-------- MATERIAL TO PROCESS --------

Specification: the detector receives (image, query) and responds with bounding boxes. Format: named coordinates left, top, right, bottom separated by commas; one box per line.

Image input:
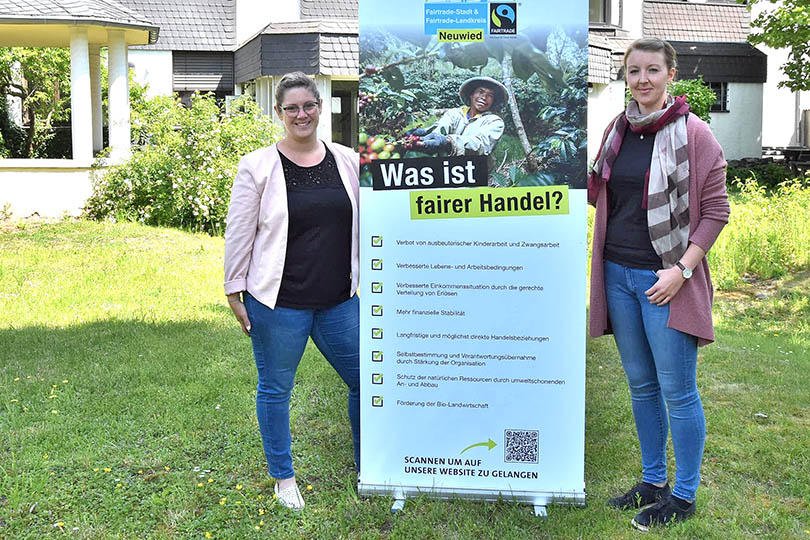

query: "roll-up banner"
left=358, top=0, right=588, bottom=511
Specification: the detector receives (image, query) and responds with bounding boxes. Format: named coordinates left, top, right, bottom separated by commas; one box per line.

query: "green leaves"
left=748, top=0, right=810, bottom=91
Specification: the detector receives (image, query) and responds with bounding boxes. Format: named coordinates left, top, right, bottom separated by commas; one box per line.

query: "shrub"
left=726, top=160, right=802, bottom=190
left=84, top=93, right=282, bottom=234
left=668, top=77, right=716, bottom=123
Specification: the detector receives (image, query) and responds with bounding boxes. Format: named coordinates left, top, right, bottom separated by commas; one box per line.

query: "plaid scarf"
left=589, top=95, right=691, bottom=268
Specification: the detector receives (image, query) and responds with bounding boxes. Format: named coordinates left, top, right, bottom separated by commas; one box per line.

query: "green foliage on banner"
left=359, top=26, right=587, bottom=187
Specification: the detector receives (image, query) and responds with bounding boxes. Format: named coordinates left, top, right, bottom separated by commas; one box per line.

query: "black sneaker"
left=607, top=481, right=670, bottom=510
left=631, top=494, right=696, bottom=531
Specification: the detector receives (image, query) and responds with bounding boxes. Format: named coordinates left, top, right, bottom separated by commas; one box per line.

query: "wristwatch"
left=676, top=261, right=693, bottom=279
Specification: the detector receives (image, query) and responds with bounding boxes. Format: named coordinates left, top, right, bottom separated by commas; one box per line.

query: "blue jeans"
left=604, top=260, right=705, bottom=501
left=244, top=293, right=360, bottom=480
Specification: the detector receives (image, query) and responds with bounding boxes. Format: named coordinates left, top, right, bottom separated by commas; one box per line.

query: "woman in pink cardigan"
left=223, top=72, right=360, bottom=511
left=589, top=38, right=729, bottom=530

--------

» WORK TO COMPLETE
Go through the entries and retype them exactly, except for the images.

» WRITTEN ANSWER
Specification: the detector receives (image, query) and responds with bounding boxes. Format: named coordinates left, top, right, bottom separated by commas; one box per line.

Image input:

query: "roll-up banner"
left=358, top=0, right=588, bottom=511
Specification: the detector receives (image, query) and responds with bounding boxes. Format: named coordinates left, top, right, bottom separated by commas; one box per line.

query: "green leaves"
left=748, top=0, right=810, bottom=91
Specification: the detector receives (image, query) and responds with bounding boxes. Format: named coordinates left, top, right, bottom separated by commas; one box per line.

query: "shrub"
left=726, top=160, right=802, bottom=190
left=84, top=93, right=282, bottom=234
left=668, top=77, right=716, bottom=123
Specification: the detector receives (image, query) and responds with bounding boxes. Format: named coordinates left, top, right, bottom separated by commas; one box per line.

query: "plaid scarf"
left=589, top=95, right=691, bottom=268
Specification: the detector receives (image, query) and responds with bounding boxes. Format: named coordinates left, top, right, bottom separated by commas; one box per line.

query: "green foliage on banner"
left=359, top=26, right=587, bottom=187
Specification: the detector receives (image, query) and responds with bounding boxes. Format: named coordinates left, top, right, bottom separated by commas; one box per line.

query: "black sneaker"
left=607, top=481, right=670, bottom=510
left=631, top=494, right=696, bottom=531
Specification: the detector receives (image, query) and responds with bounding boxes. Format: named coordinates left, top, right, bottom separated by commas; one box per line.

query: "wristwatch"
left=676, top=261, right=693, bottom=279
Specification: the detector receives (image, query) and responds with bounding boxes. Format: named coordinates left, top, right, bottom separated by commas; one box per line.

query: "blue jeans"
left=604, top=260, right=705, bottom=501
left=244, top=293, right=360, bottom=480
Specification: the detector receives (image, query) and responds with bounding boxes. Format: named coordinates left, top, right, bottom separated by commas; one box per line.

query: "woman in pink cardigan"
left=223, top=72, right=360, bottom=511
left=589, top=38, right=729, bottom=530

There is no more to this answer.